=== Soal Latihan ===
[1] Menurut teks tentang masyarakat Boti, mengapa desa Boti seakan tertutup dari peradaban modern? Jelaskan dalam satu sampai tiga kalimat.
[2] Pilihlah dan salin setiap baris dalam daftar yang memuat kata "badge".

=== Kutipan Teks ===
(ARTIKEL) Masyarakat Boti Adat: Sang Penjaga Tradisi yang Takluk Oleh Pariwisata


Suku Boti merupakan salah satu suku di Kabupaten Timor Tengah Selatan (TTS), Provinsi Nusa Tenggara Timur yang masih memegang teguh tradisi nenek moyangnya. Suku Boti merupakan keturunan dari suku asli pulau Timor, Atoni Metu. Secara administratif kini menjadi desa Boti kecamatan Kie. Karena letaknya yang sulit dicapai di tengah pegunungan, desa Boti seakan tertutup dari peradaban modern dan perkembangan zaman. Kehidupan sehari-hari suku boti masih sangat tradisional dan jauh dari peradaban kehidupan sekarang yang serba modern.
            Masyarakat Boti terbagi menjadi dua komunitas masyarakat, yang mana ada masyarakat Boti luar (masyarakat Boti yang menerima kemajuan peradaban) dan masyarakat Boti adat (masyarakat Boti yang masih memegang teguh adat istiadat suku Boti). Melalui pembagian atas Boti tersebut membuat kepemimpinan di desa Boti terbagi menjadi dua, pemimpin secara administrasi dan pemimpin secara kultural. Kepala desa menjadi pemimpin administrasi di desa yang berkaitan dengan urusan pemerintahan. Sedangkan Bapa Raja, bisa dibilang kepala suku, memimpin secara kultural masyarakat Boti. Namun kenyataannya secara keseluruhan seluruh masyarakat Boti lebih tunduk terhadap Bapa Raja dibanding Kepala desa.

(Catatan dari sebuah set data)
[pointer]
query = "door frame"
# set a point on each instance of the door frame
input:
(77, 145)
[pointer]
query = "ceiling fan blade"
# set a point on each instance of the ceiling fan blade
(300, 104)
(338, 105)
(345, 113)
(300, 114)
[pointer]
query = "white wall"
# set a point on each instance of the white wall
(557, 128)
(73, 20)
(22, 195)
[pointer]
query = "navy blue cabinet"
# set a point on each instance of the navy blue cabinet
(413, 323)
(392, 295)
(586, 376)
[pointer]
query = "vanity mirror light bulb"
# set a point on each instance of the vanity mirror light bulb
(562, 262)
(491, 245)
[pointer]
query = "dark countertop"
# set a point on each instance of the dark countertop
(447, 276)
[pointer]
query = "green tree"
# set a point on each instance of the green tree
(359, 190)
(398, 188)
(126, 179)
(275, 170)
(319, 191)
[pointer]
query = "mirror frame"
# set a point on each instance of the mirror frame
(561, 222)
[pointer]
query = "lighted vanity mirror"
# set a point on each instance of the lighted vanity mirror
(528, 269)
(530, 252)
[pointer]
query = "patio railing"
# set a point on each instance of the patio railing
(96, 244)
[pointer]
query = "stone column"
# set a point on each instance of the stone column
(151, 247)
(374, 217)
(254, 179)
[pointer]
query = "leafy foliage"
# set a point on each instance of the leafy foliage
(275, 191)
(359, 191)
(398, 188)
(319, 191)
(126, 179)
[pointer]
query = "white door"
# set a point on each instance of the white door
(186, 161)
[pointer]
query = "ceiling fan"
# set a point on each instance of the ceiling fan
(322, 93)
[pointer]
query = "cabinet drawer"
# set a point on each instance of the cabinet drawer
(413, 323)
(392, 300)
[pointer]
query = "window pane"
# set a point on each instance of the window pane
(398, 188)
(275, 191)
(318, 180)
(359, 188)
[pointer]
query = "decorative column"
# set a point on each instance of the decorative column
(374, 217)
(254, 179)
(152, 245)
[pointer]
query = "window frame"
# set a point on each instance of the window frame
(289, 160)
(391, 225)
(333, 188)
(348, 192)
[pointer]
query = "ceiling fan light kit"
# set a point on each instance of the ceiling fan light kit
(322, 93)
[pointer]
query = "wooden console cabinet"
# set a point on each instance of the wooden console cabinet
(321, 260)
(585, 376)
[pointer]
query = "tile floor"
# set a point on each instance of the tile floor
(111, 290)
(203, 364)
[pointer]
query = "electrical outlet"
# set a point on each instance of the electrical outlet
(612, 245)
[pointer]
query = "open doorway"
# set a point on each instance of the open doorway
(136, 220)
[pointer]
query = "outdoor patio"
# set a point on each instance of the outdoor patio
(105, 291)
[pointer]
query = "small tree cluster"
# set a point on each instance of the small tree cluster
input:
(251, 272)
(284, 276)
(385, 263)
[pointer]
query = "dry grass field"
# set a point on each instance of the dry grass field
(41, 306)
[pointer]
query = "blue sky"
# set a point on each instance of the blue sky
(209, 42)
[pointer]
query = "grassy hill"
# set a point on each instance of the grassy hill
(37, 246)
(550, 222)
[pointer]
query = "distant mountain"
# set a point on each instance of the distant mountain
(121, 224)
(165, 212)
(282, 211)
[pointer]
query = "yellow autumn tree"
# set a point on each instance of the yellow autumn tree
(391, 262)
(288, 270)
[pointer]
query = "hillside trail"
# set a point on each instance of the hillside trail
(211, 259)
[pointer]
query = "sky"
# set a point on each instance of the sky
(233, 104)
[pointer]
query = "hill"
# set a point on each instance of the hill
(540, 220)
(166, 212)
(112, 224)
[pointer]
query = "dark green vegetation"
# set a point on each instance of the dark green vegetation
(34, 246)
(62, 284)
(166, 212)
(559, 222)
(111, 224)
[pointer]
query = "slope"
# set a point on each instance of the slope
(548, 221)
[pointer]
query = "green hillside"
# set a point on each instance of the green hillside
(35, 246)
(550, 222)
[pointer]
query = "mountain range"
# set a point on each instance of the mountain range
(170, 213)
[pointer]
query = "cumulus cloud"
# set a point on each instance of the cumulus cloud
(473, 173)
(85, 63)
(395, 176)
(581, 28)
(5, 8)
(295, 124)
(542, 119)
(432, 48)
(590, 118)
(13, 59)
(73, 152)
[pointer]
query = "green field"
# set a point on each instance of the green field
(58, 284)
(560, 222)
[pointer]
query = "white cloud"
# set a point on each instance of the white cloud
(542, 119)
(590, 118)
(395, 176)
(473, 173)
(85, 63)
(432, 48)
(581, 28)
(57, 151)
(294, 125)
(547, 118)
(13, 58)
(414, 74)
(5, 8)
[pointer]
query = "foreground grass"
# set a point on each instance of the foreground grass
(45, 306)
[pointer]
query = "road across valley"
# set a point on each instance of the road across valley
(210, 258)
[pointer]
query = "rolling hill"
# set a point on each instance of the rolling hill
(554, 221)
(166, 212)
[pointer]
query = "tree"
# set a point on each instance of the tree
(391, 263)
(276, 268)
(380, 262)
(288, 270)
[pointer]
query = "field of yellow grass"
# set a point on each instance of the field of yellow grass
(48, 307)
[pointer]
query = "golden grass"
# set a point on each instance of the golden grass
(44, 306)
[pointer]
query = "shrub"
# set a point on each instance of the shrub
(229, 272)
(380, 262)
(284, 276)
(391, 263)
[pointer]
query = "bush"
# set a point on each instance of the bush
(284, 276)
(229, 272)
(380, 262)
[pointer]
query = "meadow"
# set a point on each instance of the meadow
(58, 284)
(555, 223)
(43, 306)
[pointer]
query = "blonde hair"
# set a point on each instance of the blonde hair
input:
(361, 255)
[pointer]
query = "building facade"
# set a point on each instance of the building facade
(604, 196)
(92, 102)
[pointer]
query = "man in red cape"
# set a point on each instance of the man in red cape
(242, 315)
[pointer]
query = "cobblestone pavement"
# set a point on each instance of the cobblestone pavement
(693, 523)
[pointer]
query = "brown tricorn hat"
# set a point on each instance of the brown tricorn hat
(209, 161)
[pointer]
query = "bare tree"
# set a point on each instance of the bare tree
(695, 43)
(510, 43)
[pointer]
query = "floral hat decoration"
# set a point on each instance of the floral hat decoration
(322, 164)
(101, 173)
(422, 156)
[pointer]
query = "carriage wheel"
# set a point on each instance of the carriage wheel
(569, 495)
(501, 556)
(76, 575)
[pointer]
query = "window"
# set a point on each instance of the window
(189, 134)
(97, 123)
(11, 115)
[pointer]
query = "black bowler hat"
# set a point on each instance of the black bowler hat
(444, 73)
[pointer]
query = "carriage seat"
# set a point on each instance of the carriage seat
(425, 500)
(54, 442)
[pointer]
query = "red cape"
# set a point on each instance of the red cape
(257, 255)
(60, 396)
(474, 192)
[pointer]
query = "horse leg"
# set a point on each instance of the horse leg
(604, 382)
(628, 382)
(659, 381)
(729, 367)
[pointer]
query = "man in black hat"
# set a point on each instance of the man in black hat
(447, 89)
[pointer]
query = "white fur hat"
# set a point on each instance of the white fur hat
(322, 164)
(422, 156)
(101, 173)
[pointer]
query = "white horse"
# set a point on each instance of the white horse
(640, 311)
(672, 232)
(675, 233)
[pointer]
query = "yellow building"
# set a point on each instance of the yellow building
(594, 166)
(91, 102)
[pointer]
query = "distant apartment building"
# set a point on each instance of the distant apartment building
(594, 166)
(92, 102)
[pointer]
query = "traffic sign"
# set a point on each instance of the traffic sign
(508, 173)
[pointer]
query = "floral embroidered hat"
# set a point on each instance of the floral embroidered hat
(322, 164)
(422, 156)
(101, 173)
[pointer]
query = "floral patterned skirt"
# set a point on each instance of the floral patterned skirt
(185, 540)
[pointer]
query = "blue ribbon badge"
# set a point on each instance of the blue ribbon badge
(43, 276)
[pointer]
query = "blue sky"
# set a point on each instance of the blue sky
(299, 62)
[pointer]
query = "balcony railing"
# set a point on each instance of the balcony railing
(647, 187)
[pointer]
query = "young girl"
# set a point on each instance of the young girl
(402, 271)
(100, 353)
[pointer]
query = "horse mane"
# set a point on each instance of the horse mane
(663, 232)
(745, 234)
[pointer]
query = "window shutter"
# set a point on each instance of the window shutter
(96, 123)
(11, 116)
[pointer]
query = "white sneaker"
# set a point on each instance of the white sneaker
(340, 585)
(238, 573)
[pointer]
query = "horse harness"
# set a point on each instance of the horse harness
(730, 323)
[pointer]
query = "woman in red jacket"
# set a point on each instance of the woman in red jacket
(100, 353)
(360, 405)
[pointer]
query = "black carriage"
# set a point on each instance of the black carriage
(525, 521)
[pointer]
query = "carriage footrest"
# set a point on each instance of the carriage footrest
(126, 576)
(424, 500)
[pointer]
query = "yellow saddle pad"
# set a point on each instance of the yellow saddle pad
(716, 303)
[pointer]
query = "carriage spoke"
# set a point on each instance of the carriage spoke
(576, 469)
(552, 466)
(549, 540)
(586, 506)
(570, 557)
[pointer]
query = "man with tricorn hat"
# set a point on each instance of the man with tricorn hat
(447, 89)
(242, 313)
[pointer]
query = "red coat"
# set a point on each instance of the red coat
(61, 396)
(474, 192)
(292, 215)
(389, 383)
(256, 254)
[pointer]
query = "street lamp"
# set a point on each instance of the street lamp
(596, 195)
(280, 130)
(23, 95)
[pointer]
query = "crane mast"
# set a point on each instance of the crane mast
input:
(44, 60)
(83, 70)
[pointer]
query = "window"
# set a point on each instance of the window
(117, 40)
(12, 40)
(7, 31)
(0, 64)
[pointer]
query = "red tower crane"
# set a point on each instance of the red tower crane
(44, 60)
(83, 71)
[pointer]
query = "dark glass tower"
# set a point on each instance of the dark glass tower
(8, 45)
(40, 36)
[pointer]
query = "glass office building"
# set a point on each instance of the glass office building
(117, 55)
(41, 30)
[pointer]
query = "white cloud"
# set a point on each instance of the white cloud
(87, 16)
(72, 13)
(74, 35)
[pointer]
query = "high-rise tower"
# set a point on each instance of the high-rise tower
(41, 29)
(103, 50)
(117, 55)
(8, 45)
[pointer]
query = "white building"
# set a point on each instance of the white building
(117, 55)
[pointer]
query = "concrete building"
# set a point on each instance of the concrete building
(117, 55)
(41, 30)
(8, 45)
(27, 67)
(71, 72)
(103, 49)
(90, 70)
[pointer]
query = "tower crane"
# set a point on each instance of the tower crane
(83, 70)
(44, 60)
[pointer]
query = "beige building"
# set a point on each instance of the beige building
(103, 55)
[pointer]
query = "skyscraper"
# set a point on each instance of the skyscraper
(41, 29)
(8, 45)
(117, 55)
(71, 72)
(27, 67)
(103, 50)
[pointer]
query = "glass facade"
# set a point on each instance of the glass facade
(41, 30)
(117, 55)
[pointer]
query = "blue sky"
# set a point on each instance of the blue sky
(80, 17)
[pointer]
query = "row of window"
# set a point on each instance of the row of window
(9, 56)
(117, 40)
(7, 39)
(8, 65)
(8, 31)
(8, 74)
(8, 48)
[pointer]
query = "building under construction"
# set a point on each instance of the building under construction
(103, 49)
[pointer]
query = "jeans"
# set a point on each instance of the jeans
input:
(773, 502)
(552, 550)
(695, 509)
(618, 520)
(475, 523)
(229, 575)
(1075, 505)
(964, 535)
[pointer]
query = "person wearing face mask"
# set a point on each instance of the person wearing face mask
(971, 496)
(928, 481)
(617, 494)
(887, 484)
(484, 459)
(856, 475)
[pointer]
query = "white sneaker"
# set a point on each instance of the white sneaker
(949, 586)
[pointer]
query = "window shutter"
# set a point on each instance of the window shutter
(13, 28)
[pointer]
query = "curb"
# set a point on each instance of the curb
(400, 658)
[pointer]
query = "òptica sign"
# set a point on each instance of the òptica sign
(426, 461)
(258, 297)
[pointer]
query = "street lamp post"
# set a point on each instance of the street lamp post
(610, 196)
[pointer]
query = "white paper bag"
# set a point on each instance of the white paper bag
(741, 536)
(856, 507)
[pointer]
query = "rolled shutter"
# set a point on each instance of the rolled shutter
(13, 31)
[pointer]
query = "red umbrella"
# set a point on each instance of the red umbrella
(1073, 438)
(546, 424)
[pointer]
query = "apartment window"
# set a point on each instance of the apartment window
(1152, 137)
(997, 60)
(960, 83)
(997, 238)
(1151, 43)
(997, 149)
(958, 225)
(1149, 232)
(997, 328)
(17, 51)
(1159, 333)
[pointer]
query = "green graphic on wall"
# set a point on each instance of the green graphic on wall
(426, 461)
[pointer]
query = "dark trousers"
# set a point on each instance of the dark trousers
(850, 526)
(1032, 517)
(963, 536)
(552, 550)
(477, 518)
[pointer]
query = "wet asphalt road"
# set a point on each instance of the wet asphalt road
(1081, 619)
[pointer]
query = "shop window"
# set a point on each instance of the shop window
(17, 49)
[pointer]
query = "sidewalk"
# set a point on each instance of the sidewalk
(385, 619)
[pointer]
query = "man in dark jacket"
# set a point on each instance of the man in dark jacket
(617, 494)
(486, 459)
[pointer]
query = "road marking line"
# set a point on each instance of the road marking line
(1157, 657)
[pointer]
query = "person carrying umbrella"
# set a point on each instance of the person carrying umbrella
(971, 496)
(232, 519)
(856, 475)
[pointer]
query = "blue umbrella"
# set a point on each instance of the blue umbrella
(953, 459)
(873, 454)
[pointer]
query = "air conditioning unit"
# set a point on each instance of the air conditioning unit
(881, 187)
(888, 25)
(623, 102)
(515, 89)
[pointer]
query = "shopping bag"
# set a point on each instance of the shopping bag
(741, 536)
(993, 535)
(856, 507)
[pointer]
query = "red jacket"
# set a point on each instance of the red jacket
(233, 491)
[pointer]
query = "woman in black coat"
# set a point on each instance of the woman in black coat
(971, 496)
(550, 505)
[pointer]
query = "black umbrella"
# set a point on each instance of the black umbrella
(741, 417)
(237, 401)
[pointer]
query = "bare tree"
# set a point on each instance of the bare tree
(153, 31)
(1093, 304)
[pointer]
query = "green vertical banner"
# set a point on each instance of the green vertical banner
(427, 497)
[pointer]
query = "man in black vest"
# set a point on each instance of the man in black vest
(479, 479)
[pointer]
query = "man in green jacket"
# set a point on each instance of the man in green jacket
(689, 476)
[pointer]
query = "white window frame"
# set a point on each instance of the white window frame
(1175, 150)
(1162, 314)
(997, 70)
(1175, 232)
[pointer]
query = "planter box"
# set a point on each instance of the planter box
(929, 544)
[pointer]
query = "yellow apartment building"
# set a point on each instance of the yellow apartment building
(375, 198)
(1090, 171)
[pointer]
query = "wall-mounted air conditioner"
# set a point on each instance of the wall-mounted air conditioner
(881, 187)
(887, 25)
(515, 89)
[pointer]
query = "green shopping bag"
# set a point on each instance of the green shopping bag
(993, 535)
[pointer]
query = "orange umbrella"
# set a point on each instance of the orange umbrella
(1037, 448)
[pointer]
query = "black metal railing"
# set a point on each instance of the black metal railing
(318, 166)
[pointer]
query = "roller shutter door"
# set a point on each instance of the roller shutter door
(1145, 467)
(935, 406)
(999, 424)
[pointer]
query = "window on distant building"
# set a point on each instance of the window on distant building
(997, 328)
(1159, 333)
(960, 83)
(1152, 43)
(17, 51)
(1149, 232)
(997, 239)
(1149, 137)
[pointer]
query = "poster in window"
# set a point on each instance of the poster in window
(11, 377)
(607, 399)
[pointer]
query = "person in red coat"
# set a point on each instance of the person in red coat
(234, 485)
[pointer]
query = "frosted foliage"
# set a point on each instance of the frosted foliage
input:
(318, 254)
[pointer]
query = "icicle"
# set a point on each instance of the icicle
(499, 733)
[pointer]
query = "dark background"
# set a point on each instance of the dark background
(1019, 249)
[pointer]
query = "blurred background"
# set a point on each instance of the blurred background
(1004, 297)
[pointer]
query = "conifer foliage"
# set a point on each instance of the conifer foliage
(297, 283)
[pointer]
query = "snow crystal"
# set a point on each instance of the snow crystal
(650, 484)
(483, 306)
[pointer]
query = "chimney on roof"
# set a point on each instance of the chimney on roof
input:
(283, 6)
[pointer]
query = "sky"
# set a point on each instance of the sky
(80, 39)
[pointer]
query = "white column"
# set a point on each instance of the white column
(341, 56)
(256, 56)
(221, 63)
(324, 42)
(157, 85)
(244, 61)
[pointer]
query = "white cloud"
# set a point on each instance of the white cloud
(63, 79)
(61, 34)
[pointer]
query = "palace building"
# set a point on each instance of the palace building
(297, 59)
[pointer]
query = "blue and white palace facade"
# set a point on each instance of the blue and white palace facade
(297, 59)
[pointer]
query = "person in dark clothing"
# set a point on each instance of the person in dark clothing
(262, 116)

=== Kunci Jawaban ===
[1] Desa Boti seakan tertutup dari peradaban modern dan perkembangan zaman karena letaknya sulit dicapai. Desa itu berada di tengah pegunungan.

[2]
query = "blue ribbon badge"
# set a point on each instance of the blue ribbon badge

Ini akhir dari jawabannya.